WHAT IS EXPECTED: According to the text on servant leadership, how is authority defined?

Although I have covered these points at length, attempting to correct some major misconceptions, most of this study is straightforward and simple. Many of the concepts are already understood and widely taught but as bit pieces rather than as the coherent whole so, as I see it, they are not sufficiently applied.

For example, everyone ‘knows’ that the greatest in the kingdom of God are to be servants, and many in the church are indeed servants and great in God’s sight, yet much in our church structures actively denies and militates against that. Even our words reveal the conflict. If leaders are to be servants in any more than name only, how can we have even considered describing their work in terms such as ‘ruling’ or ‘exercising authority’? These contradict the whole concept and meaning of servanthood. Something has to give way when these opposing thoughts are entertained and since we are much more familiar with the world in which we live, as well as much more easily tempted by power, it is the servant who goes and the king who remains.

This summary study is therefore an attempt to be more consistent in our Biblical understanding of how leadership should function in the kingdom of God:

(i) All leadership is defined and limited by ‘the way’. Any leader who seeks to lead outside of the way at that moment forfeits his right to be followed. Accordingly all leaders must always be willing to have their lead examined and corrected by anyone, even a child or a donkey, if it is wrong.

(ii) Leaders are explicitly commanded by Jesus to reject the way the world’s leaders function;  they are not to lead as lords but as servants. They are not to exercise authority over the people of God, authority being defined as ‘the right to enforce obedience’, since there is only one Lord in His kingdom and ‘the government is on His shoulders’. He has and retains all authority in heaven and on earth.

(iii) When Israel asked for a king, on top of the five other kinds of leadership God had already given them, they went too far and rejected God from being their king. Although He granted their request, He left them to suffer the natural consequences. We, the people of God today whether Jew or Gentile, are often repeating this mistake and suffering the spiritual consequences.

(iv) The apparent benefits of having a central, visible, authority figure, copying the natural order, not having to make hard decisions nor fight the battles, exist only in the natural realm and are all directly counter-productive to the ways and eternal purpose of God. The individual spirituality, growth, and transformation of all the saints are directly caused by God alone being our spiritual King and Father.

(v) The natural order has its temptations but we also have an enemy who is always seeking to replace Christ by the spirit of antichrist. We can actively help Satan, as Peter did, simply by setting our minds on the natural order rather on the will and kingdom of God.

SUPPLIED RECORDS:

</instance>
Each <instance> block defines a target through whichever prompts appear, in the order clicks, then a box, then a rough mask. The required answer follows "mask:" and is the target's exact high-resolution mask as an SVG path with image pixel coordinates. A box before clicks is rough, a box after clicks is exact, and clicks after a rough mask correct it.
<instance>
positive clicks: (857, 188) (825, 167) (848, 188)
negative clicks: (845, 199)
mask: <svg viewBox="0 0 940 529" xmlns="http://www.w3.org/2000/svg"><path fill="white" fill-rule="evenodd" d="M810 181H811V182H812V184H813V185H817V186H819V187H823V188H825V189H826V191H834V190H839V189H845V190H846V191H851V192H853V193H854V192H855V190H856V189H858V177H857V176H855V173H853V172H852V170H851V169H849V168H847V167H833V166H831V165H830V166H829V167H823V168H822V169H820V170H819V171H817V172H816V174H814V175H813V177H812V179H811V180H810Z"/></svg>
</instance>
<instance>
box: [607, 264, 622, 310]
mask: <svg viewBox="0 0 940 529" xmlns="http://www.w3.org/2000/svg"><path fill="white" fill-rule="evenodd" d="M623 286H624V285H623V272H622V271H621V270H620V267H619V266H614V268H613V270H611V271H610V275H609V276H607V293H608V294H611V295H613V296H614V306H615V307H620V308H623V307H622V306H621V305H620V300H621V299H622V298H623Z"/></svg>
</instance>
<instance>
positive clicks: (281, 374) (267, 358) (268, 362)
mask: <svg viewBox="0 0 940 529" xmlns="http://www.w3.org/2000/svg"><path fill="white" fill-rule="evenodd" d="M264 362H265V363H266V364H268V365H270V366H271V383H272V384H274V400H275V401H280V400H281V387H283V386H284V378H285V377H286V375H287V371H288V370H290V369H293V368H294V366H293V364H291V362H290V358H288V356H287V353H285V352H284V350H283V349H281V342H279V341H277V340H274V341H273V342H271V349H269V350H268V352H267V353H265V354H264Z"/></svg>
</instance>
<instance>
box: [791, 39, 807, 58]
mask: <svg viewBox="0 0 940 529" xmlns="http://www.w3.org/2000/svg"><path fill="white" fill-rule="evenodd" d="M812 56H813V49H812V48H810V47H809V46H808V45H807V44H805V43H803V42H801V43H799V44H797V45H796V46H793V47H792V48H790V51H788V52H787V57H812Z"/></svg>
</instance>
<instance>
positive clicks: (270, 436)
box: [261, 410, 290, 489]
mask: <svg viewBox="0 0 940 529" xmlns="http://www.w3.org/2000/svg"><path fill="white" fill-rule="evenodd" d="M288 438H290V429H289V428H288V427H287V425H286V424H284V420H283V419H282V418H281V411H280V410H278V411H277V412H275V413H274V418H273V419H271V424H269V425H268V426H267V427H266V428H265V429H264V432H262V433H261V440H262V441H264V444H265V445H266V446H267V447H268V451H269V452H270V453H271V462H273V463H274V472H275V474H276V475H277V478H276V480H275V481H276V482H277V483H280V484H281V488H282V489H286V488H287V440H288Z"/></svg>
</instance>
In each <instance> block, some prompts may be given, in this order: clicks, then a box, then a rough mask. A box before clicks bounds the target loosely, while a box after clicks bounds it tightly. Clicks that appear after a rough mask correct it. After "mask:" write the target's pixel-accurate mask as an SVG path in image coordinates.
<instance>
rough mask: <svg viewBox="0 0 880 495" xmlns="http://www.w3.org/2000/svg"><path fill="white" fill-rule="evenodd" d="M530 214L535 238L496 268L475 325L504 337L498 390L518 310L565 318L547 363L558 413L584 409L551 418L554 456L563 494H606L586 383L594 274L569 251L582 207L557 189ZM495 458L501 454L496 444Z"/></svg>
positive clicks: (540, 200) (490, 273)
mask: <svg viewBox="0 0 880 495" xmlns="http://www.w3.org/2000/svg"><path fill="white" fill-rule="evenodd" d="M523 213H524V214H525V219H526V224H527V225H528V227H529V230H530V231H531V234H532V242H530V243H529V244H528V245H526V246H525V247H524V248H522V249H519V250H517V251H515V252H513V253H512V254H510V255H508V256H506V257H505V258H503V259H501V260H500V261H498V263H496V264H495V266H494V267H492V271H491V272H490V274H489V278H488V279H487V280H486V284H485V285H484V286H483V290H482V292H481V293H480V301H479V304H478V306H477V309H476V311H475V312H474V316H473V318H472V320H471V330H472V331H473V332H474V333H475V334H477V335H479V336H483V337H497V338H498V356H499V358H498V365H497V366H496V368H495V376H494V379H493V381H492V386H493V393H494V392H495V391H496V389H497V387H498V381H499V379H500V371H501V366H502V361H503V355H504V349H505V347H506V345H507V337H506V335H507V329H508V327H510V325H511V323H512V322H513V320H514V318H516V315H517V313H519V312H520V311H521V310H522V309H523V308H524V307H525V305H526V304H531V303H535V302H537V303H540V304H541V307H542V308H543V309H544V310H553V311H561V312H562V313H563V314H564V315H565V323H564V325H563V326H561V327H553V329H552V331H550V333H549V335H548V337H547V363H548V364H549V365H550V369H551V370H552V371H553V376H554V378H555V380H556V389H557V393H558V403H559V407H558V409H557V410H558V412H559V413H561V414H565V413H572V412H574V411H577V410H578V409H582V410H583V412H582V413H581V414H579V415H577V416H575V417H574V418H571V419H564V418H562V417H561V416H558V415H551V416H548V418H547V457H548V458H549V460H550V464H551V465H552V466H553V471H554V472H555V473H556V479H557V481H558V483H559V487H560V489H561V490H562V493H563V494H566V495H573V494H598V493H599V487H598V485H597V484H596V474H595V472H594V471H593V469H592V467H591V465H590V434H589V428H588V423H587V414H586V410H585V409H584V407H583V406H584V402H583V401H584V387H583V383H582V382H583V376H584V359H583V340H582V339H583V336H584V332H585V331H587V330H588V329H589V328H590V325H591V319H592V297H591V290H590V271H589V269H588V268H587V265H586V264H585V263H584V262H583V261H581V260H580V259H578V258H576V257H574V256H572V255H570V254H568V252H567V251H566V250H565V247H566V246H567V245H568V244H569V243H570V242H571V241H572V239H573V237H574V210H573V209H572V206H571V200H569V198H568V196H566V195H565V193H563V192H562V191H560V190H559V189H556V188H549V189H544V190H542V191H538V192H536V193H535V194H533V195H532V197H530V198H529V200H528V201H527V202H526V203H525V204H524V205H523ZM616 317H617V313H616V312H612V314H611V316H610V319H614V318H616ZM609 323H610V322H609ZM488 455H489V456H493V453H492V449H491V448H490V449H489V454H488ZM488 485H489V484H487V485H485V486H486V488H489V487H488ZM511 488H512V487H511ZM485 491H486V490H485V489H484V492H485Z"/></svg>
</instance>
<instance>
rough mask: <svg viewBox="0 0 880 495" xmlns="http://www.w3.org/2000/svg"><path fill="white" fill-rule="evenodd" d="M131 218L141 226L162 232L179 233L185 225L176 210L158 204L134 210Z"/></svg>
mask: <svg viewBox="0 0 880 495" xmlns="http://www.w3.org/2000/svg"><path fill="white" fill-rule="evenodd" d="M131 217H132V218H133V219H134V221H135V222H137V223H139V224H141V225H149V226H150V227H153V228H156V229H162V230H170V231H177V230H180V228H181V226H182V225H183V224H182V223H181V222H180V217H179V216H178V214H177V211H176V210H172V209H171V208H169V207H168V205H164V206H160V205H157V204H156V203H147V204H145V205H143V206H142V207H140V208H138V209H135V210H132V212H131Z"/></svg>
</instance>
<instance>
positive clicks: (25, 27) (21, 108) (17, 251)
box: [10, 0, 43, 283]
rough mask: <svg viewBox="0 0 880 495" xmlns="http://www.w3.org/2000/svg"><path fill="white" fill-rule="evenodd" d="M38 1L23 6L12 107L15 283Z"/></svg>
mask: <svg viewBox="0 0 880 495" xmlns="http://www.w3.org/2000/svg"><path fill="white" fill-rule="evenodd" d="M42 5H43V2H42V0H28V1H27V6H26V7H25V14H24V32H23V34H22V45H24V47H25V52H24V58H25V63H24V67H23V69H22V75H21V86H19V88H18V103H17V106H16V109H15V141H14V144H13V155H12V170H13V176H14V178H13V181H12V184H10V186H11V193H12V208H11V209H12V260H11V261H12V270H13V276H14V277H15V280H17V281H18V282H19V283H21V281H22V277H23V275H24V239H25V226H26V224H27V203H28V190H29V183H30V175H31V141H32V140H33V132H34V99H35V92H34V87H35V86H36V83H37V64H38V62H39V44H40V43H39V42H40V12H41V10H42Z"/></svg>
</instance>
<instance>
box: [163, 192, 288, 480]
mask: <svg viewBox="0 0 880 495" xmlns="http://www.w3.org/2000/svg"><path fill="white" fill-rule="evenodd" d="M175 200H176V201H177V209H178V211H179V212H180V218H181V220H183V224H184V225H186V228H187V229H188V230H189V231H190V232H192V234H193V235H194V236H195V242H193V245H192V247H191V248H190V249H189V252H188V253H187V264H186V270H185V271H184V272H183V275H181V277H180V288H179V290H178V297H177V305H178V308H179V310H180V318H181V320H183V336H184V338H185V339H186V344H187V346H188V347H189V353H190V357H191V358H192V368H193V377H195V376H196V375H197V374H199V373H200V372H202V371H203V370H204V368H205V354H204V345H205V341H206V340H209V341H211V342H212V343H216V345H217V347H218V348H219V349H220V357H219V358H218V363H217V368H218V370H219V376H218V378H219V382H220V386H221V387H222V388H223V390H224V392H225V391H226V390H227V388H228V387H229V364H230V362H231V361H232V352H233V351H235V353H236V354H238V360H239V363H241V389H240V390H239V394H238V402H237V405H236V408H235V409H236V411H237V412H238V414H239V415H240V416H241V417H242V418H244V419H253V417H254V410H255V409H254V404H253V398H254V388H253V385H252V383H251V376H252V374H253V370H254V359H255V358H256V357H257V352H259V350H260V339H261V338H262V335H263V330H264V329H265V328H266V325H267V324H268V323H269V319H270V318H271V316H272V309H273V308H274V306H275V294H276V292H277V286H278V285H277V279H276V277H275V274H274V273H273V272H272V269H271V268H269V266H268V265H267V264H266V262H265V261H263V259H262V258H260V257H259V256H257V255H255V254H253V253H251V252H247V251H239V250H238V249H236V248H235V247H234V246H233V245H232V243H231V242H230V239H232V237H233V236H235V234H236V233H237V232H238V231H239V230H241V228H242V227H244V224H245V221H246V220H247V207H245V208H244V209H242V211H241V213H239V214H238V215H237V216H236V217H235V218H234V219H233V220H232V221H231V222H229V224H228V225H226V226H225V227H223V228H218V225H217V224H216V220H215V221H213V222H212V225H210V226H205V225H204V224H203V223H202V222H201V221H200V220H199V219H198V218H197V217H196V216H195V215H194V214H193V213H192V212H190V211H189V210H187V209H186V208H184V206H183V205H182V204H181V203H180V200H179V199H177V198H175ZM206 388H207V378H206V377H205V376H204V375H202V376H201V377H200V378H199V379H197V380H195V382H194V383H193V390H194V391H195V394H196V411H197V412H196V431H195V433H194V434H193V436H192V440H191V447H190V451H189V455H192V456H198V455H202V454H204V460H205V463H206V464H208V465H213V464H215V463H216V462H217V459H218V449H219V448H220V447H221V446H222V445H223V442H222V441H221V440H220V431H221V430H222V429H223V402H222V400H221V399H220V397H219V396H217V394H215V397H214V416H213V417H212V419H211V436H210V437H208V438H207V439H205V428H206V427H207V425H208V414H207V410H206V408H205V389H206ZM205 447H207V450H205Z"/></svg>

RESPONSE TO THE TASK: Authority is defined as "the right to enforce obedience."